### YOUR OBJECTIVE
How many of the lines below contain the string "dark"? Give only the number.

= = =

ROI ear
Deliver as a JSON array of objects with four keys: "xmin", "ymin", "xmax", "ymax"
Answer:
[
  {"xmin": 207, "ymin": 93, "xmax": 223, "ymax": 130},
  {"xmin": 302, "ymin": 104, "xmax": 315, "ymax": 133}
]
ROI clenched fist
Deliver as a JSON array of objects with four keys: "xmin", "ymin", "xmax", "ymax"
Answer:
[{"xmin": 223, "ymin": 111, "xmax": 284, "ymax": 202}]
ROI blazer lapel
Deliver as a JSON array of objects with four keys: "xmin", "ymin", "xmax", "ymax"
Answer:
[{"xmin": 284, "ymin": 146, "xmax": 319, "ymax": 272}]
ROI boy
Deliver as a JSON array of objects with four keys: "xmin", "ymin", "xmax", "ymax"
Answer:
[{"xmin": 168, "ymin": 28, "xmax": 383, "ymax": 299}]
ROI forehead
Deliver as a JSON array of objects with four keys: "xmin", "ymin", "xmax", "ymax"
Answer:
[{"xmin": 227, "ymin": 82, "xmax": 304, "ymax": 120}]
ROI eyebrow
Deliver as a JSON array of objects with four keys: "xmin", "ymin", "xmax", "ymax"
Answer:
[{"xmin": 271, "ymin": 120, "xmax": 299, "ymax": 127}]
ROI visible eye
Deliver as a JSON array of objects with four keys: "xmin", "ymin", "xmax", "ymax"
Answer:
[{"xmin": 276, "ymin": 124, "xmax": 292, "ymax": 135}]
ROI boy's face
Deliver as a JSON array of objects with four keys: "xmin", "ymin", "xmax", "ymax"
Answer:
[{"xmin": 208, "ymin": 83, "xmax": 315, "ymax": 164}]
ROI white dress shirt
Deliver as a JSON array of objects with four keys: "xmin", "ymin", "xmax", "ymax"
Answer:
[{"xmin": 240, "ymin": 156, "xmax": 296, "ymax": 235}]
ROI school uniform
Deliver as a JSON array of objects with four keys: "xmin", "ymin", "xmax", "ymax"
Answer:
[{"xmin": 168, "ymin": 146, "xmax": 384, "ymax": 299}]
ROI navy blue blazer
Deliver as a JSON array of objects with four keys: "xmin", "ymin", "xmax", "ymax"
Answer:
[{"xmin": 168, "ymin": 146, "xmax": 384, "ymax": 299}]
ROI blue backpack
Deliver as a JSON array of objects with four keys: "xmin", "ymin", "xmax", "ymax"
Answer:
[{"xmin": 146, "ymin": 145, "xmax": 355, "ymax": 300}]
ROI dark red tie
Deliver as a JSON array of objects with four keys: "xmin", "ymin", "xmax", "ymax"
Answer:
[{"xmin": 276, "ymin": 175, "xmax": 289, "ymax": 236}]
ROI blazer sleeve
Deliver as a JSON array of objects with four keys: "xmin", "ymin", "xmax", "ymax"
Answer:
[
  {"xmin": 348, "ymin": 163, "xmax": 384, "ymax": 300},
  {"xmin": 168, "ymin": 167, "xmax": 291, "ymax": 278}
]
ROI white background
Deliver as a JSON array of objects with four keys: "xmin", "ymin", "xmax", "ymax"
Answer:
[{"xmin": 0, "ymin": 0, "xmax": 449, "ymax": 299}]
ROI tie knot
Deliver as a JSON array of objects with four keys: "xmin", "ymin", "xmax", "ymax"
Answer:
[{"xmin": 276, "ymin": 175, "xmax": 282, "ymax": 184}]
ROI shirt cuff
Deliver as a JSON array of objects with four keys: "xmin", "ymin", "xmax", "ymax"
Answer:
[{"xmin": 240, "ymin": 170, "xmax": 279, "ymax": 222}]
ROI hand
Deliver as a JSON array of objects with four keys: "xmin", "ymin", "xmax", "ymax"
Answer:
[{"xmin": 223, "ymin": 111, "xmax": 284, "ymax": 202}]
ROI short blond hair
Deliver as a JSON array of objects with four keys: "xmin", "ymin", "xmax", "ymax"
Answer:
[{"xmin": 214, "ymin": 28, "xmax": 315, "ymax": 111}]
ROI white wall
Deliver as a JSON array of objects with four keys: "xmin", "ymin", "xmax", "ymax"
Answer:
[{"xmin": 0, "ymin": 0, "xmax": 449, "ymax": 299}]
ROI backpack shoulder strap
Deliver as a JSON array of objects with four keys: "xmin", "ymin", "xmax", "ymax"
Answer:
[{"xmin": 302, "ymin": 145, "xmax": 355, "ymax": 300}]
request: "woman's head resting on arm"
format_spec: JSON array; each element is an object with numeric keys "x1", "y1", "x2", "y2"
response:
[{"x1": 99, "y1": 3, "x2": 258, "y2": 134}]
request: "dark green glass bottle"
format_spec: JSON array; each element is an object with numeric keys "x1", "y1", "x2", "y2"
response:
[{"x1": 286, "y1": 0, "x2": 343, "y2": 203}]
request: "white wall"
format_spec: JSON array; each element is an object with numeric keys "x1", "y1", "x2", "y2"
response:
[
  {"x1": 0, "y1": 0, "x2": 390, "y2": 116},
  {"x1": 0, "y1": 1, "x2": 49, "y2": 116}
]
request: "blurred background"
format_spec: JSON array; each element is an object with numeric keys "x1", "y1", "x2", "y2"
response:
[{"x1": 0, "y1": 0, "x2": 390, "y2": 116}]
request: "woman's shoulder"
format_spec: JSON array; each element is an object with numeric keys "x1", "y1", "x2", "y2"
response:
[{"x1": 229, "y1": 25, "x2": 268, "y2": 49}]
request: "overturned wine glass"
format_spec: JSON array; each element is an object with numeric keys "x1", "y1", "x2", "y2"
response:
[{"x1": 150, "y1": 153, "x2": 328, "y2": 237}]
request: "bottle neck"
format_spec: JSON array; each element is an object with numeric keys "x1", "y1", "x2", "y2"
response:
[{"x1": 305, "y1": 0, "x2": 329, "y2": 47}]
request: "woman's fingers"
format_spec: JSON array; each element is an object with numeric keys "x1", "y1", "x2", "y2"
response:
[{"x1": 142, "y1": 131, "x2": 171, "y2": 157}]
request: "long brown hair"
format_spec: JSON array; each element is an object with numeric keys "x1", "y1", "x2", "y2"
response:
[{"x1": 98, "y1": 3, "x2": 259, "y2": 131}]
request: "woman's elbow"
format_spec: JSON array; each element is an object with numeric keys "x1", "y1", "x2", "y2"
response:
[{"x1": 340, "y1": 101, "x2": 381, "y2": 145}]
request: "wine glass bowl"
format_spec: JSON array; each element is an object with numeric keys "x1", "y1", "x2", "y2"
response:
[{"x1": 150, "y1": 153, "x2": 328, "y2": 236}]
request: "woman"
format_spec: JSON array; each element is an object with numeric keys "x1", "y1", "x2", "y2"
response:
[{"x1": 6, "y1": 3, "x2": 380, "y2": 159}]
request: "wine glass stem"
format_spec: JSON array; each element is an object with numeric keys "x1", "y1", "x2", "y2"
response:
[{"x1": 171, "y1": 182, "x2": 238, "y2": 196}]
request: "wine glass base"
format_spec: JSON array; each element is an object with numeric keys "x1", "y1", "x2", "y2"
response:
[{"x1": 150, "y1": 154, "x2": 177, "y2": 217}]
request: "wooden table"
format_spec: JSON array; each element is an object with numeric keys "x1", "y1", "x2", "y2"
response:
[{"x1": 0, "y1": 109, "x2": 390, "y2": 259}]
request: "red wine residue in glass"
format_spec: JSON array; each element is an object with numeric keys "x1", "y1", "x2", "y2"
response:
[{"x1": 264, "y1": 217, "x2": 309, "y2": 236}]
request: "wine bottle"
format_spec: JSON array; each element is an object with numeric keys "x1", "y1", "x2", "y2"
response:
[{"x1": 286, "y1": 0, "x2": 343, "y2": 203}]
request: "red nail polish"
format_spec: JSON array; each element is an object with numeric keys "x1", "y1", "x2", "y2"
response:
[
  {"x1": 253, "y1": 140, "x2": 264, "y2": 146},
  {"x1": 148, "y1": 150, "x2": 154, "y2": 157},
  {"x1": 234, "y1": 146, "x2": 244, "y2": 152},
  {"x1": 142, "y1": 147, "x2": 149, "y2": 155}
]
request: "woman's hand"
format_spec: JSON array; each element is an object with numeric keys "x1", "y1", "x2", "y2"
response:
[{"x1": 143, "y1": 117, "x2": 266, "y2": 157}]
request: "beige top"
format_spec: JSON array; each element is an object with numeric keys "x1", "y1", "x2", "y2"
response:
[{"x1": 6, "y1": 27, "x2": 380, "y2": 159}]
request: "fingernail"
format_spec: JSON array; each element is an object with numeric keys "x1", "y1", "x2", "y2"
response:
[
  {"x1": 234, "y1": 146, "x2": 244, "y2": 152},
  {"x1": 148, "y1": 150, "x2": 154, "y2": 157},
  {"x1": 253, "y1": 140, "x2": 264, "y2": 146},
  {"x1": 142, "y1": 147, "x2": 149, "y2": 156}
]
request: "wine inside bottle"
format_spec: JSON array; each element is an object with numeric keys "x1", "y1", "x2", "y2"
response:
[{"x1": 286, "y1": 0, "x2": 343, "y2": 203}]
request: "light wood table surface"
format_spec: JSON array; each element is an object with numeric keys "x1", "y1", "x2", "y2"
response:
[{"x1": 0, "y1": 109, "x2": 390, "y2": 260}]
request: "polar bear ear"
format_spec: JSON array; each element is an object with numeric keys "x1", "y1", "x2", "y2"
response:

= = =

### SOLUTION FOR THIS TASK
2